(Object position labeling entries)
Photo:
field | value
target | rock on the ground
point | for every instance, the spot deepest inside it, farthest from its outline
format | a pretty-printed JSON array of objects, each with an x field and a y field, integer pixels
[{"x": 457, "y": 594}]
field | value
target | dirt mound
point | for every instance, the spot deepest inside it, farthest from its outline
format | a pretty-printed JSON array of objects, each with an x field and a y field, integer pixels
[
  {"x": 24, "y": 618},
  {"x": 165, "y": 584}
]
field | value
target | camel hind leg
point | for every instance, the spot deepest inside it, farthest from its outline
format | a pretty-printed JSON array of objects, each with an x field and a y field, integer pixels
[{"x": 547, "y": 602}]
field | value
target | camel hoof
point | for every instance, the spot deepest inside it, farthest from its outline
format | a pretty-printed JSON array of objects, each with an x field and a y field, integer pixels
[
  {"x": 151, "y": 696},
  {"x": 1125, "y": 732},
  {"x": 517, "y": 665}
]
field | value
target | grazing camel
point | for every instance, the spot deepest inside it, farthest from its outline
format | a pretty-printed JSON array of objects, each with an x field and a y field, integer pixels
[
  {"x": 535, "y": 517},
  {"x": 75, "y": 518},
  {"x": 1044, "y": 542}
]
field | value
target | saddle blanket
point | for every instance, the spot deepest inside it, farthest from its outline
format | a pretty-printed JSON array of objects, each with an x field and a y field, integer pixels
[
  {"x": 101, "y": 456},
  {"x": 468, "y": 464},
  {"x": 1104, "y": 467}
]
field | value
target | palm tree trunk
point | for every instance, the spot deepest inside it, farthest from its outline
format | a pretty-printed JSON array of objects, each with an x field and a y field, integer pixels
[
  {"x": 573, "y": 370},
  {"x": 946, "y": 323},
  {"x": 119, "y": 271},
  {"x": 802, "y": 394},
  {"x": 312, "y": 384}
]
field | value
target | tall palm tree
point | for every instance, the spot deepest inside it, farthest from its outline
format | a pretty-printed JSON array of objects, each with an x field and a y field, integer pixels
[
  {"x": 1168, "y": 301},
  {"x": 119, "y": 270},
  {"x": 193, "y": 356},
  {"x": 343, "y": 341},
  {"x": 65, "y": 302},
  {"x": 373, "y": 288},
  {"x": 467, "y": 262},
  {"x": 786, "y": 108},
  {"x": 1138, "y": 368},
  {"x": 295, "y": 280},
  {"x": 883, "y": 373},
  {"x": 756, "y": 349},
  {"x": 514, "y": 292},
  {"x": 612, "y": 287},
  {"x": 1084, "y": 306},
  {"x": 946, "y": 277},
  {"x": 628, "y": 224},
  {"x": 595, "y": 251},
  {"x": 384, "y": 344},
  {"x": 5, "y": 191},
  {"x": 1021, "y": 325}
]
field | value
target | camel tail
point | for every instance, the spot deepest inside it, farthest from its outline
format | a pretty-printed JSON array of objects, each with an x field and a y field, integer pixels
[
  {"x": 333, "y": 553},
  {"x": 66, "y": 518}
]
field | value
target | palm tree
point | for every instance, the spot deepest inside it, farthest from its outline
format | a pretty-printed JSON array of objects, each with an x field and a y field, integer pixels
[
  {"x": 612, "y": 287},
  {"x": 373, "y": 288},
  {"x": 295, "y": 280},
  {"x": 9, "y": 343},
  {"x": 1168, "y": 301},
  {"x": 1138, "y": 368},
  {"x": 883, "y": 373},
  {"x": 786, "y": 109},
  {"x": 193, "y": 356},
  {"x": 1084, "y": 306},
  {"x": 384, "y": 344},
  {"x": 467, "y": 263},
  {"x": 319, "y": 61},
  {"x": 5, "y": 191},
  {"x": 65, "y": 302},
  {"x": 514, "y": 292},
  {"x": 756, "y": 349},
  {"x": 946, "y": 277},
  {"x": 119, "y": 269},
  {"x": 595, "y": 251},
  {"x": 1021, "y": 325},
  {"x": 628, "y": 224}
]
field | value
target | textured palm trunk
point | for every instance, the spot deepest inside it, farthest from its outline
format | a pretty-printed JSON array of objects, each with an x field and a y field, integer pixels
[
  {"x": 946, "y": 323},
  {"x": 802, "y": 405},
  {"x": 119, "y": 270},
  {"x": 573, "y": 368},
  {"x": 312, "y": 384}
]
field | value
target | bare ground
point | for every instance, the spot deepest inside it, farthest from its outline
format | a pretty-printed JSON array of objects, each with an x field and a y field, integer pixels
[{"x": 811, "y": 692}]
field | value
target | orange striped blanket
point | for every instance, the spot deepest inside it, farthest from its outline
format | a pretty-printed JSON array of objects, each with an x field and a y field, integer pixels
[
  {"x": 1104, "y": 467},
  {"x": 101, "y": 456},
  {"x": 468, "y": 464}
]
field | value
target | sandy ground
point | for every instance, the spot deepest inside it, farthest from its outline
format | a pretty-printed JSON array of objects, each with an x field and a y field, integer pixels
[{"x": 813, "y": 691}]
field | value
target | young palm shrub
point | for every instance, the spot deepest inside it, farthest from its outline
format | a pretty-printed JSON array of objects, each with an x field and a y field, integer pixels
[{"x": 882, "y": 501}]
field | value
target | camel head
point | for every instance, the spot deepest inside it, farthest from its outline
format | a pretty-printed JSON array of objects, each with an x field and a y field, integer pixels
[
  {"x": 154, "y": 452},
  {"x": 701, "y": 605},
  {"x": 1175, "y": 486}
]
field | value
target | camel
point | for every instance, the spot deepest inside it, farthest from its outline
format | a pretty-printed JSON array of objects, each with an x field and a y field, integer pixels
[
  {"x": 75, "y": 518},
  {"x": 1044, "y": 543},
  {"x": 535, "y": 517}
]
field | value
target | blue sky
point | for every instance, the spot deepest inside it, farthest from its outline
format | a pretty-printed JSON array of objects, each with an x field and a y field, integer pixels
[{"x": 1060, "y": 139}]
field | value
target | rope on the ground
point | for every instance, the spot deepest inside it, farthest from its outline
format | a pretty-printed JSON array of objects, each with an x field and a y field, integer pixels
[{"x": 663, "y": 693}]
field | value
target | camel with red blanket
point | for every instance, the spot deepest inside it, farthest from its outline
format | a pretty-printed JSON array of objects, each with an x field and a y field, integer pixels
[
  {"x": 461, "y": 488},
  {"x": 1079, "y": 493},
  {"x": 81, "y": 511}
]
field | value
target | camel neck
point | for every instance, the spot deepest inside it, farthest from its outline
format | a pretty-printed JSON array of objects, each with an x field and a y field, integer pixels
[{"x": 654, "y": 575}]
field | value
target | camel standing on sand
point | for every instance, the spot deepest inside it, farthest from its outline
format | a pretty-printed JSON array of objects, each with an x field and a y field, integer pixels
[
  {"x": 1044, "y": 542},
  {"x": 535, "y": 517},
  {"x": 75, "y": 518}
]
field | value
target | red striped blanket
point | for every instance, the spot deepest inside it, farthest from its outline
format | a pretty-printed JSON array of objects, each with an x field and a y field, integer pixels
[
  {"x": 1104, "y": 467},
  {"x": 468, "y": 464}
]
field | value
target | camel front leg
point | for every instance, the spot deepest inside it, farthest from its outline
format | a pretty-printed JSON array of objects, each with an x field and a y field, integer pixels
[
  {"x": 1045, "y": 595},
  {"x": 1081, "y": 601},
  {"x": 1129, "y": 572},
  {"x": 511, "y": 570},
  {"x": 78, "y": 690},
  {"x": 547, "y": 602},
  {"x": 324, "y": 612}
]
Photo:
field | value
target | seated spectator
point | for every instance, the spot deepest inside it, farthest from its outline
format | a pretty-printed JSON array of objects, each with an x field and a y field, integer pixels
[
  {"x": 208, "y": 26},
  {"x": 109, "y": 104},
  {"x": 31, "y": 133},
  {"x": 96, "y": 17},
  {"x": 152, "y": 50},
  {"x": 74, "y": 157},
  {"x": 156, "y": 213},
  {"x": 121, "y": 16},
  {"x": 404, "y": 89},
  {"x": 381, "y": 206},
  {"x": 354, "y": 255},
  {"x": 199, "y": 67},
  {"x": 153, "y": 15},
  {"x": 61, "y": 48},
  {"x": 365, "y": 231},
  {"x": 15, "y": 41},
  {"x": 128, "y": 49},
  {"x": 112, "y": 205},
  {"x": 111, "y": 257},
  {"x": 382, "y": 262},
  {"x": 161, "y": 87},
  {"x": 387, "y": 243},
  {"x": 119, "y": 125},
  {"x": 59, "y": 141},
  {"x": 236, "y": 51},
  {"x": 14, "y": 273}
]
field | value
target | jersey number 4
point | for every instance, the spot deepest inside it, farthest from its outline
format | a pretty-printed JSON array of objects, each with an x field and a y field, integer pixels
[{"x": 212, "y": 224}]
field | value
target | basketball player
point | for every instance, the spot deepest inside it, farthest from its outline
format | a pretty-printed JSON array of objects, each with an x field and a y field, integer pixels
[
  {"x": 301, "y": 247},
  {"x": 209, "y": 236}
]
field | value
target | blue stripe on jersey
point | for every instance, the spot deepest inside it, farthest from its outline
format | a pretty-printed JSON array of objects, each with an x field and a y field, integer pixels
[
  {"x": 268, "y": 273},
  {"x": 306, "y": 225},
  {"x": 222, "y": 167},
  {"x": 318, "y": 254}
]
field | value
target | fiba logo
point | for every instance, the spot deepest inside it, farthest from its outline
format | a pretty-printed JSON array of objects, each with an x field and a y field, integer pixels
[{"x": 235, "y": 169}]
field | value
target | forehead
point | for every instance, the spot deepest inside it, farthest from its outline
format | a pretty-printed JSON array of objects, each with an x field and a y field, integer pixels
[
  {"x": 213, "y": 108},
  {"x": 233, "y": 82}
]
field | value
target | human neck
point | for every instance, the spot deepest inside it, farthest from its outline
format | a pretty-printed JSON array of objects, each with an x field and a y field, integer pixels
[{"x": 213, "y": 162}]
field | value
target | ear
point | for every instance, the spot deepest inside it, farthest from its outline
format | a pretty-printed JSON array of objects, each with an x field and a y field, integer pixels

*WHAT IS ASKED*
Please pull out every line of the rows above that contains the word "camel", paying attention to case.

*ANSWER TO THIS PROBLEM*
target | camel hind leg
target | camel hoof
target | grazing camel
target | camel tail
target | camel head
target | camel
target | camel with red blanket
target | camel neck
target | camel standing on sand
target | camel front leg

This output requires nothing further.